• [Records to use]:
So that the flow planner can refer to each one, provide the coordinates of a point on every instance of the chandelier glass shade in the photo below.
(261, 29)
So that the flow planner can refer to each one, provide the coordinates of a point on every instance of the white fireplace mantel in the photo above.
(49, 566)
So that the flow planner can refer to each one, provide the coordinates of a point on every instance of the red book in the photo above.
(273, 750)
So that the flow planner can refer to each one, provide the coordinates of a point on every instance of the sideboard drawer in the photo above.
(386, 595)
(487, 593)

• [Set problem]:
Format as a numbered list the part of the records that opens with the line containing "drawer in the photo above." and closes with the last line of the records. Include both ends and leave out any blank lines.

• [Full solution]:
1. So that the flow planner can refer to each one, provide the coordinates of a point on every instance of the sideboard drawer in the photo above.
2. (386, 595)
3. (487, 593)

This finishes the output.